### Problem
Tally the lines below containing "knee" and report only the total.

### Supplied records

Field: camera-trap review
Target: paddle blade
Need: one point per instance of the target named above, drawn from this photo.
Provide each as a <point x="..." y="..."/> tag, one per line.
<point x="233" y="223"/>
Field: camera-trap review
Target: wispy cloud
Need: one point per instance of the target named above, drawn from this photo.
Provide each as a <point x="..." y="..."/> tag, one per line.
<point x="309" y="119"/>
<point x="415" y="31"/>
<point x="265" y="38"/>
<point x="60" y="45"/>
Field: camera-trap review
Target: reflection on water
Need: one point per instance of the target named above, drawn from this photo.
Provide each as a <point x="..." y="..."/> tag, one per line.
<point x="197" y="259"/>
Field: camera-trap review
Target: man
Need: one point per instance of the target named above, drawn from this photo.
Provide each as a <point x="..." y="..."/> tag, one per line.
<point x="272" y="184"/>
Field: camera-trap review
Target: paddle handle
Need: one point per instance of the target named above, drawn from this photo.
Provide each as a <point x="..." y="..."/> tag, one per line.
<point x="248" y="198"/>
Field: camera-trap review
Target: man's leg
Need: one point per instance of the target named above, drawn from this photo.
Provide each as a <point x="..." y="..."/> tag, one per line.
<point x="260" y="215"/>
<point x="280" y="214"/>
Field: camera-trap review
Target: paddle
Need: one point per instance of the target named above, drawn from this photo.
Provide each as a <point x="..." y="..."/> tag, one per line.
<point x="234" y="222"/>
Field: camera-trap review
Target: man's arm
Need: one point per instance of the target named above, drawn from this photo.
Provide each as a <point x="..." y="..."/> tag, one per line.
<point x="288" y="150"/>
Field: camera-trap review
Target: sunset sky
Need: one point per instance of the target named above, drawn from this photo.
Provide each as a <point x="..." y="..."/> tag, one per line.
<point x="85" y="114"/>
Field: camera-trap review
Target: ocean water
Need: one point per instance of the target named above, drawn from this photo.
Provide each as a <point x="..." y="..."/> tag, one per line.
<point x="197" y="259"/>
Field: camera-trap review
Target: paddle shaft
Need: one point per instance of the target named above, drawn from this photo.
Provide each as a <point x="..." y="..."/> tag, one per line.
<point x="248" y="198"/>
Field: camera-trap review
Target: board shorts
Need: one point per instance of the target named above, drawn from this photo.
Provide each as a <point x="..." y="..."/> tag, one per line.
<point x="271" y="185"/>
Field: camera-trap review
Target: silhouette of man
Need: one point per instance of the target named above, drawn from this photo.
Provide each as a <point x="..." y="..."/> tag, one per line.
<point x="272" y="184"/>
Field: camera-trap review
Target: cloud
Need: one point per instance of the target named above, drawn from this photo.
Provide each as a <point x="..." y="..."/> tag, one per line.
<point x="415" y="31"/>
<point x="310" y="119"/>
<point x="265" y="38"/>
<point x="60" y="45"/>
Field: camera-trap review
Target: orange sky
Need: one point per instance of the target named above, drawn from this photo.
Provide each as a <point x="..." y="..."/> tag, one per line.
...
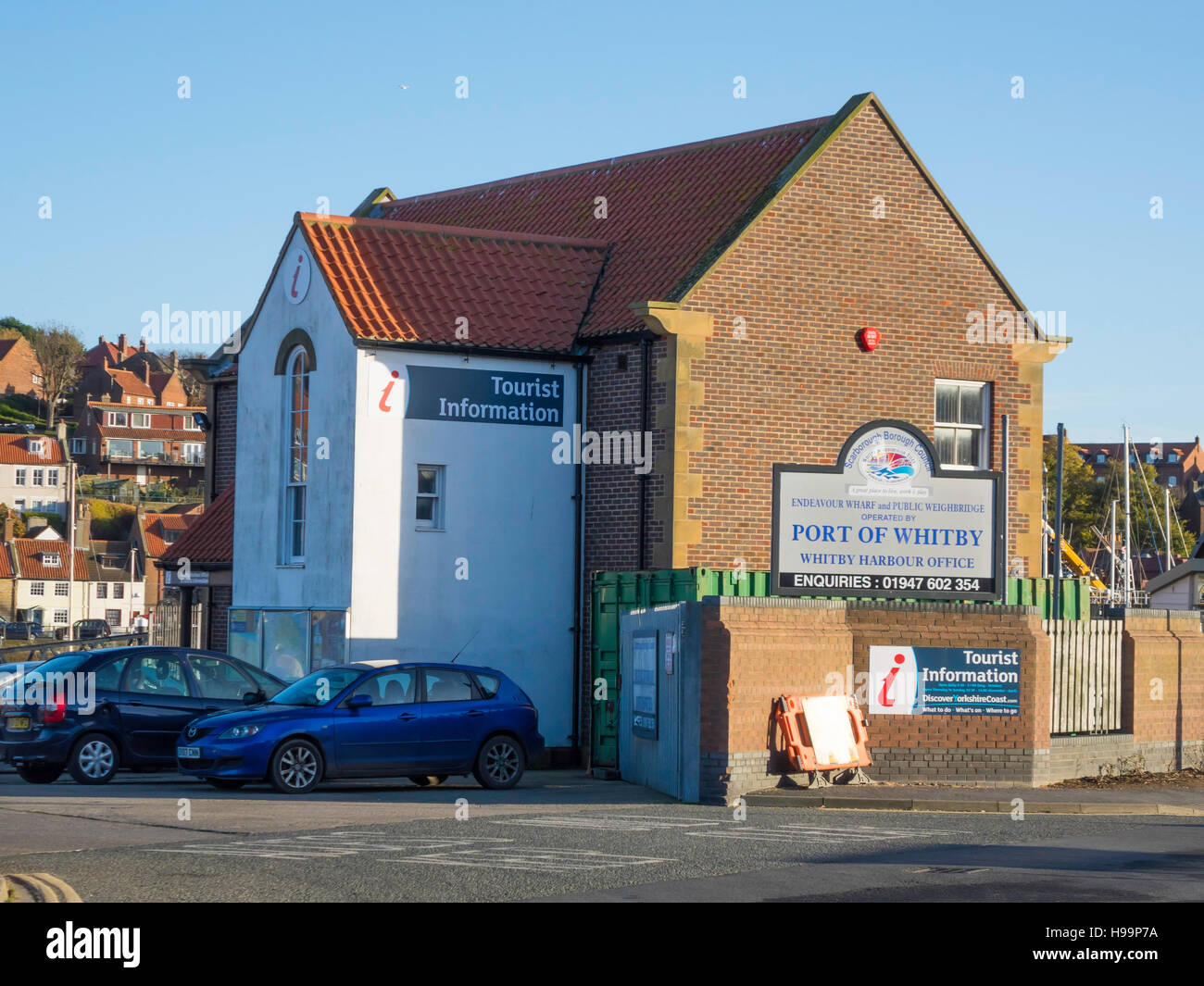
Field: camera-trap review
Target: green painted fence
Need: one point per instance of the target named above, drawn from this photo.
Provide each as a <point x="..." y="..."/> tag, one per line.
* * *
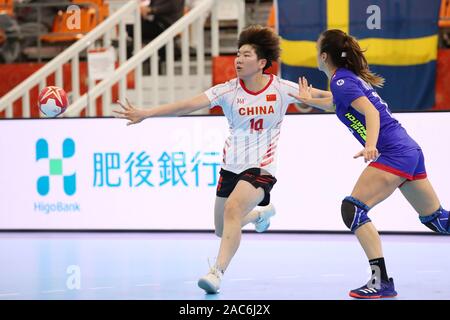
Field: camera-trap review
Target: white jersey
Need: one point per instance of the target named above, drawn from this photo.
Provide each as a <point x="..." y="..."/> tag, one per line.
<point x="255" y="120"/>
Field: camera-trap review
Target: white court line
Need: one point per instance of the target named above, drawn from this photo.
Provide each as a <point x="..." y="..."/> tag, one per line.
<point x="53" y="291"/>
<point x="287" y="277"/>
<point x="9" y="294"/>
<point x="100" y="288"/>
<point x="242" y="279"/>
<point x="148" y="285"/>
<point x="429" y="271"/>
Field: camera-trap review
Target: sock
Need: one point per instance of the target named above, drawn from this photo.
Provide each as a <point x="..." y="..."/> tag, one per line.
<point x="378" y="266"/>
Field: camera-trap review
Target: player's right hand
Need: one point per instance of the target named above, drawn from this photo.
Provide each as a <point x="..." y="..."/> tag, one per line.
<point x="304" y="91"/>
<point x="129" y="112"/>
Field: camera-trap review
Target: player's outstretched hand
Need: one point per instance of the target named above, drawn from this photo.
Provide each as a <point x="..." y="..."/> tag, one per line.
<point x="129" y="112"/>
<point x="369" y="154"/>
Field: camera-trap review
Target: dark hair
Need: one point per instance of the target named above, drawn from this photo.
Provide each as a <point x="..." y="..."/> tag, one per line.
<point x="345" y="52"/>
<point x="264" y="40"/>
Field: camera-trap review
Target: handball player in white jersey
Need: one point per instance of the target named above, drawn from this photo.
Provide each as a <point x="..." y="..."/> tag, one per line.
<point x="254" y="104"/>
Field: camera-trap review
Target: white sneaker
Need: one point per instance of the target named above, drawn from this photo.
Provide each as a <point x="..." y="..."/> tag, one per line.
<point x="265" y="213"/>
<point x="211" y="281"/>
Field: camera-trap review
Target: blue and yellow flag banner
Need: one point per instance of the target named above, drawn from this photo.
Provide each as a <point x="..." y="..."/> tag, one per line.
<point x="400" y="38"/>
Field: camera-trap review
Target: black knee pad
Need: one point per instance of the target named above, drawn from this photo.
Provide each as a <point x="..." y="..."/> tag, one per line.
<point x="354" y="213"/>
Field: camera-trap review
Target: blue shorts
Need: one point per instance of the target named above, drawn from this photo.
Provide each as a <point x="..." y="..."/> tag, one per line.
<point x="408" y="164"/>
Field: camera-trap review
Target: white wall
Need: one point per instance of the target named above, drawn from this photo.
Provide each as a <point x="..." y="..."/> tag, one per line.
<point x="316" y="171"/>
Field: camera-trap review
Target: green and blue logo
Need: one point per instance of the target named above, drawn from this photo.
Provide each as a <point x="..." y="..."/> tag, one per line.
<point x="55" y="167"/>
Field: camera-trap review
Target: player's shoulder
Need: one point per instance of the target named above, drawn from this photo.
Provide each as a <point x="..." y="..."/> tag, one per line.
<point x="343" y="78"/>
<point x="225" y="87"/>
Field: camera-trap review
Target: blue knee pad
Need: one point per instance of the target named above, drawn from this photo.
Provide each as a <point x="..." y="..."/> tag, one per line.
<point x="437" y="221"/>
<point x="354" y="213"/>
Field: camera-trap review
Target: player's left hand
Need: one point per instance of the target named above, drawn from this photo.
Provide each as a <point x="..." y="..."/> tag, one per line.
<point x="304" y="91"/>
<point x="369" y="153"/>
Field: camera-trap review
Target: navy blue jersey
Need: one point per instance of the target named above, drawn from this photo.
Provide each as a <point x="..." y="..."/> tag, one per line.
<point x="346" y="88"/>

### Your solution
2